▸ Given entries:
[BEGIN]
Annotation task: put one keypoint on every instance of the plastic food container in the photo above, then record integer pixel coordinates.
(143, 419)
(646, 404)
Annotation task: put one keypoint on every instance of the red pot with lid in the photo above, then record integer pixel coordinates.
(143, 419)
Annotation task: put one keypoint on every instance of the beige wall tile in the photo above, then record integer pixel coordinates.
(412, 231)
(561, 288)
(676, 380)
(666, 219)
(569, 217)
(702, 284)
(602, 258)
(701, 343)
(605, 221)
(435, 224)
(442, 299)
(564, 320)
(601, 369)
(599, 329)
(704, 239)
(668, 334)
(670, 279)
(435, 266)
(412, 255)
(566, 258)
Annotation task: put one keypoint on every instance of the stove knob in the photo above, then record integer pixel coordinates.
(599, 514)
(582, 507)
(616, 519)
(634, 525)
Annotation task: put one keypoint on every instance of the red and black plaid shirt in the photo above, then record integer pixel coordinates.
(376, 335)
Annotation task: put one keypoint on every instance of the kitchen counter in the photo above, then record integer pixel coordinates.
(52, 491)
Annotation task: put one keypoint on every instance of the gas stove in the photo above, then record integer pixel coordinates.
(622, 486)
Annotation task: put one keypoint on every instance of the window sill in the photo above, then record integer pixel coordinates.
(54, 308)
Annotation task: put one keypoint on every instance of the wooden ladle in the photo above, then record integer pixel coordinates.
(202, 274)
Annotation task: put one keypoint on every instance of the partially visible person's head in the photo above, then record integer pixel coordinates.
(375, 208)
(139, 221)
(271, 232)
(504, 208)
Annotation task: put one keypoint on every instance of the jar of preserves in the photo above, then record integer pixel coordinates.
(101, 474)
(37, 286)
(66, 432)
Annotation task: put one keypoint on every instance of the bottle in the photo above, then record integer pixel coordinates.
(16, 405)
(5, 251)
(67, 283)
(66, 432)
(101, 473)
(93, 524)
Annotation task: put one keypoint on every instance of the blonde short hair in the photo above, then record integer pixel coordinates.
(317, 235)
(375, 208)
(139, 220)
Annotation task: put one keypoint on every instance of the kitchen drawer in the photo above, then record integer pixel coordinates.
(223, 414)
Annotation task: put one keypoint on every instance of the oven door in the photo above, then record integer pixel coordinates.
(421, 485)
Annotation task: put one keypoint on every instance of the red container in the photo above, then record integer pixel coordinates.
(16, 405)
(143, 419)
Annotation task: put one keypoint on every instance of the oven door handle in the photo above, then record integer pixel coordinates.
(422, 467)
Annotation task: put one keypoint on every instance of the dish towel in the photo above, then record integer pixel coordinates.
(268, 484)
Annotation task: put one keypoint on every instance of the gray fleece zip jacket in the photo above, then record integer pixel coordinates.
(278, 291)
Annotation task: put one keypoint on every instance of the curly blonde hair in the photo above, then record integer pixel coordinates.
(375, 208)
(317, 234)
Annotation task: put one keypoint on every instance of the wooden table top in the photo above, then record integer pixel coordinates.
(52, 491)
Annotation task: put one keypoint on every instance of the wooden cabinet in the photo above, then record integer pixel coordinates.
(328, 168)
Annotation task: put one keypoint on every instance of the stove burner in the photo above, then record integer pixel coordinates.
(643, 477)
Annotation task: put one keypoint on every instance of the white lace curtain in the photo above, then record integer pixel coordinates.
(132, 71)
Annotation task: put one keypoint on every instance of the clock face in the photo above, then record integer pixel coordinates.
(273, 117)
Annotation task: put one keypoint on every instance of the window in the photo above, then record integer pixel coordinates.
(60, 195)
[END]
[BEGIN]
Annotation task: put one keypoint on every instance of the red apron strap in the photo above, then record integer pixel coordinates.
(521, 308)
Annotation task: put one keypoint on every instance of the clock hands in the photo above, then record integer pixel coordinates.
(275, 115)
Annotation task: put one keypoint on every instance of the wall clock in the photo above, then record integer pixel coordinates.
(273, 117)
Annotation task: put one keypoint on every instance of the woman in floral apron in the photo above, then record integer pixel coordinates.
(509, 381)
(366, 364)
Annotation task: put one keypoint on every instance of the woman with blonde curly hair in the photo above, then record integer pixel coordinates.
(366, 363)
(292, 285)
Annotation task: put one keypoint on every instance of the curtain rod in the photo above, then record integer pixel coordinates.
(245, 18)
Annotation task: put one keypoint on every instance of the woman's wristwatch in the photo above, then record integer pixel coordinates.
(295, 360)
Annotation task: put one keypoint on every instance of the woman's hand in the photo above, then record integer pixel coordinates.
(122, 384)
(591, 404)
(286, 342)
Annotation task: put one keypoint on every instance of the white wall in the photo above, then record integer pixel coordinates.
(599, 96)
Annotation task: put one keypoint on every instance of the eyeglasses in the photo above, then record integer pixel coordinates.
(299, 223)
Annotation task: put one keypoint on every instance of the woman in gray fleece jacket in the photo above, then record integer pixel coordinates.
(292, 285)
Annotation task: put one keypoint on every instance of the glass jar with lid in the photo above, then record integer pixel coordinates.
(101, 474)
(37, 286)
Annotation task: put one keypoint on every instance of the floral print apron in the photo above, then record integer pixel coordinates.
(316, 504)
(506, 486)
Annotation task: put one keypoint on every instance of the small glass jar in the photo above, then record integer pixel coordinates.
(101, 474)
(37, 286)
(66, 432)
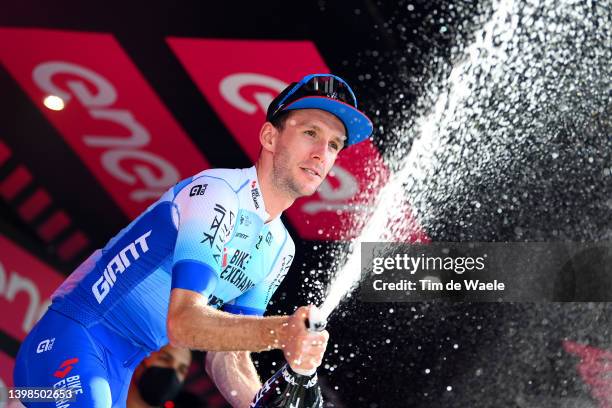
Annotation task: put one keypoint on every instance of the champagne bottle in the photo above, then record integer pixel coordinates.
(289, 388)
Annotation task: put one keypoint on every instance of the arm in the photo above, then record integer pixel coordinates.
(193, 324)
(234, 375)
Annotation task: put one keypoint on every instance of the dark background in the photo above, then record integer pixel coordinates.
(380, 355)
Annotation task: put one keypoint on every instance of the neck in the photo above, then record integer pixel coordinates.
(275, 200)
[END]
▸ The request:
Which lines of the material above contain the word "white"? Gather all of them and copy each one in full.

▸ Reply:
Annotation task: put one keypoint on every instance of the white lace curtain in the photo above, then record integer pixel coordinates.
Annotation task: put one keypoint on every instance of the white wall in the photo above, then record integer pixel coordinates.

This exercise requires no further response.